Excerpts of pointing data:
- - -

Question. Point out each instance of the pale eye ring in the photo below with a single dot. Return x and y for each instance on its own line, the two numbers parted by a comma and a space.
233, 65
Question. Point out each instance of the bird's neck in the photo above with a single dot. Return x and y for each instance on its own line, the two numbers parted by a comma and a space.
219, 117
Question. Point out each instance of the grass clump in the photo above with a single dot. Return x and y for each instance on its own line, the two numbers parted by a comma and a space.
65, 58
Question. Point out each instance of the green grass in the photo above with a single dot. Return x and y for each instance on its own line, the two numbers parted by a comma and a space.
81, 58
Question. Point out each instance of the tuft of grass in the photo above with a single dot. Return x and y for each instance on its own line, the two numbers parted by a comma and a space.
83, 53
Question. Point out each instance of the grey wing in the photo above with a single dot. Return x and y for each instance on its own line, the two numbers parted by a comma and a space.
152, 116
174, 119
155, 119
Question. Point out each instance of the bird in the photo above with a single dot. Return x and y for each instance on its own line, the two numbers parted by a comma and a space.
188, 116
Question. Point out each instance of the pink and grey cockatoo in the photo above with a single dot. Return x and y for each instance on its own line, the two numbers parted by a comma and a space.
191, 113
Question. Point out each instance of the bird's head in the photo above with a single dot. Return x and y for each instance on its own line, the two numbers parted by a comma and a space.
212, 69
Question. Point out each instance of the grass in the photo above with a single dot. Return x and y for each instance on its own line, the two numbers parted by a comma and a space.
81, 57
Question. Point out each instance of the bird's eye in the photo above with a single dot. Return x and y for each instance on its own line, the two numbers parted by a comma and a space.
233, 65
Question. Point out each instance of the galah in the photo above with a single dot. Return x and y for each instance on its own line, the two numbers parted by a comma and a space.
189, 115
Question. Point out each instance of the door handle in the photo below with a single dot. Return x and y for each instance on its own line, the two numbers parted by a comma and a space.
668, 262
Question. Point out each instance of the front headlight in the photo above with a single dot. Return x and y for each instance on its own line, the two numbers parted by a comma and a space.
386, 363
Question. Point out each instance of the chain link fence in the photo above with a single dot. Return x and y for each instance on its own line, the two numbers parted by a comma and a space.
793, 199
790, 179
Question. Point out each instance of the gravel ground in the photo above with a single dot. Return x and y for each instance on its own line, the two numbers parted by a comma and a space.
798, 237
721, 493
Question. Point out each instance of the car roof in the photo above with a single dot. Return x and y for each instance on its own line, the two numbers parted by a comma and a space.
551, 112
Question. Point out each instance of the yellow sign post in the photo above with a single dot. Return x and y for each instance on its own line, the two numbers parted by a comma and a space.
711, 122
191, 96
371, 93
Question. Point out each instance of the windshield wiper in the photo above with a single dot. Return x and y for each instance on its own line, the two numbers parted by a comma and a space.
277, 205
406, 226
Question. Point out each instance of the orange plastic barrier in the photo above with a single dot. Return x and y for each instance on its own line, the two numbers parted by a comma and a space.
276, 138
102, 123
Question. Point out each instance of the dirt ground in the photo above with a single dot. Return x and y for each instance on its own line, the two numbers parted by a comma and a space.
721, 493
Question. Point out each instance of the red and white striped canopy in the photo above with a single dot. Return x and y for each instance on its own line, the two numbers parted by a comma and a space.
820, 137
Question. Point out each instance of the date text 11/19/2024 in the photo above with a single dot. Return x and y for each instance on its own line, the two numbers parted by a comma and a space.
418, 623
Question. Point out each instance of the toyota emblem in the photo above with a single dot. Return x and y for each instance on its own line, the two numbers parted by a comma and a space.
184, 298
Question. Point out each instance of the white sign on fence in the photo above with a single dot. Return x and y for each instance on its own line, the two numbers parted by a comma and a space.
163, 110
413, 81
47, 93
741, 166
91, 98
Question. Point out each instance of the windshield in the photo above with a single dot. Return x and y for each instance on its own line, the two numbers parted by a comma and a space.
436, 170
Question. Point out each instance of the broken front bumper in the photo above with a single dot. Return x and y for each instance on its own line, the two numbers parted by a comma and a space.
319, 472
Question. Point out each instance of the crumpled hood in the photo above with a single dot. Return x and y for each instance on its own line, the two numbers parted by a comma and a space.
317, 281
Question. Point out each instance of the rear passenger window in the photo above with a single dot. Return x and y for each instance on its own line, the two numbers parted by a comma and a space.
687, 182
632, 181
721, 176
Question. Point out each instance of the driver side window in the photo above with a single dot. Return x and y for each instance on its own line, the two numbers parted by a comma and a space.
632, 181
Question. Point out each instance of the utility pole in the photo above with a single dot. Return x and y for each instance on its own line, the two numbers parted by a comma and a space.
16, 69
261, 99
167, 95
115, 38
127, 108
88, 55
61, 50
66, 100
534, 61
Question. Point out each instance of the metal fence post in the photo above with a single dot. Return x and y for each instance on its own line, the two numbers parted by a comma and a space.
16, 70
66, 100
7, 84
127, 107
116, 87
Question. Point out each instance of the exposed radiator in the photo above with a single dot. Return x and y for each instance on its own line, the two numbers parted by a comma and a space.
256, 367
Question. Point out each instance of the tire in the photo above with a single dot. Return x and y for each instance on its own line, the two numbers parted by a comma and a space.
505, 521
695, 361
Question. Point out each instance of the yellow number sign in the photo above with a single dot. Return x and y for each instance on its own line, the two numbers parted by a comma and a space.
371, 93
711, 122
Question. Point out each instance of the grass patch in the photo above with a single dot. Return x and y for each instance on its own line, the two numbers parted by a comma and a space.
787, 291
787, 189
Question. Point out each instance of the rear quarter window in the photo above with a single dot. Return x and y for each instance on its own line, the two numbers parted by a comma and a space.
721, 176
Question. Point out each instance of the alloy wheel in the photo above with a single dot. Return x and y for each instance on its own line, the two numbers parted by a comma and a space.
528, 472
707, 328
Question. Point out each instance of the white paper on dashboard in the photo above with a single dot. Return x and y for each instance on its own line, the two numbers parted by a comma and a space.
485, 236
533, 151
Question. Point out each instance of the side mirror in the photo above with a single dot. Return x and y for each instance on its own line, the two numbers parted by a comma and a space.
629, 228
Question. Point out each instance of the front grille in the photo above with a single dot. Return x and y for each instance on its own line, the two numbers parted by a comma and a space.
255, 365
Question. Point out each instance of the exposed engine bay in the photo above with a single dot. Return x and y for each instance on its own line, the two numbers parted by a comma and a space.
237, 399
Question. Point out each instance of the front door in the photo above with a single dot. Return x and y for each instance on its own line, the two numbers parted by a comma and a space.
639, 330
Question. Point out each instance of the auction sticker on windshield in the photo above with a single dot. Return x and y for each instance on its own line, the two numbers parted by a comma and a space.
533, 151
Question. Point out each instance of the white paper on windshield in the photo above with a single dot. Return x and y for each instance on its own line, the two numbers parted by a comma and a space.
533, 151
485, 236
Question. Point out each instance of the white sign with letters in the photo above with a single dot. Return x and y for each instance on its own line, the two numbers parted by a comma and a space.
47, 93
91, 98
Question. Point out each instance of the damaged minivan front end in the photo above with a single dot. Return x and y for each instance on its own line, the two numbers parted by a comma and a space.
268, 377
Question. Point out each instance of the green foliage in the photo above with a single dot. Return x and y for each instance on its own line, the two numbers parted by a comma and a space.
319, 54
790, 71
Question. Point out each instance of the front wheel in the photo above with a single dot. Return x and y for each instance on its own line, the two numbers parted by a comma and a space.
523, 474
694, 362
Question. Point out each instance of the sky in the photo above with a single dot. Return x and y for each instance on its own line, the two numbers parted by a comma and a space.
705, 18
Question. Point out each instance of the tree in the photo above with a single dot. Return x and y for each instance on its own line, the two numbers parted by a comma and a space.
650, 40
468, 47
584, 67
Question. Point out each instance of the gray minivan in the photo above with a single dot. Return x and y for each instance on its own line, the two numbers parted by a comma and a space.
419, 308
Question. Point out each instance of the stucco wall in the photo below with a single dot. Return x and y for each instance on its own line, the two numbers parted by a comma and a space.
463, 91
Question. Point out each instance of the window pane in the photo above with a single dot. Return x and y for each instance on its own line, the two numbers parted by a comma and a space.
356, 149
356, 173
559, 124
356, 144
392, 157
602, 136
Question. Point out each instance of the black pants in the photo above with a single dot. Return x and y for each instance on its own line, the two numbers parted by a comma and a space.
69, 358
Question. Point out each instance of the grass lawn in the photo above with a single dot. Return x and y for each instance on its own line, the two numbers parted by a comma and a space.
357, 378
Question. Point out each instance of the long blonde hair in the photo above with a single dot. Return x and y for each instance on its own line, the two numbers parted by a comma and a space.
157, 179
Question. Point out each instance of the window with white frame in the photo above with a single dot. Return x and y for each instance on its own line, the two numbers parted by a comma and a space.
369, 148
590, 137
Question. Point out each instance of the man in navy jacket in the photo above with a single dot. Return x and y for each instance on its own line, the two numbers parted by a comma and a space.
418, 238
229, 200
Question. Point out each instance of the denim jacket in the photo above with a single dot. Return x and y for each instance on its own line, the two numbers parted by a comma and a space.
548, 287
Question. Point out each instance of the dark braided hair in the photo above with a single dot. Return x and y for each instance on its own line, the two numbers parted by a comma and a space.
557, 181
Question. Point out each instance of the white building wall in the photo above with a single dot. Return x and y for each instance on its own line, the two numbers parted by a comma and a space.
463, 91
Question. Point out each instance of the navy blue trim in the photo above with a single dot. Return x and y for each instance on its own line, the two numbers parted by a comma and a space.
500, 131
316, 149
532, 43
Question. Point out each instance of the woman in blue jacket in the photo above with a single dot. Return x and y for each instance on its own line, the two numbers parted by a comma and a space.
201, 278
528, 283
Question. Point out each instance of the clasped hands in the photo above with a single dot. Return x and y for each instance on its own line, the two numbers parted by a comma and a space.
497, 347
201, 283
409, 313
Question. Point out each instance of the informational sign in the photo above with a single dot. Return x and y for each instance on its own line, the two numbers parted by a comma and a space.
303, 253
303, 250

- - -

What you need to do: Your answer should consist only of the lines from the one with "Question. Point out each instance of the woman" through the end of the data above, reproduced exactly.

Exercise result:
Question. Point out each instance of the woman in blue jacket in the photo above with a single dot. Return x and y for each instance on its own line, the two numbers parted by a comma and a space.
201, 278
528, 283
Question. Point out each instance of the clasped hands in the photo above with a single dot. Return x and y for each instance on its own line, the two numbers parted by a comma and a space.
497, 347
201, 283
409, 313
Question. Point out each instance of the informational sign in the photo above with a single dot. Return x and y for each instance on its own line, the two numbers parted by a comma and a space.
303, 253
303, 250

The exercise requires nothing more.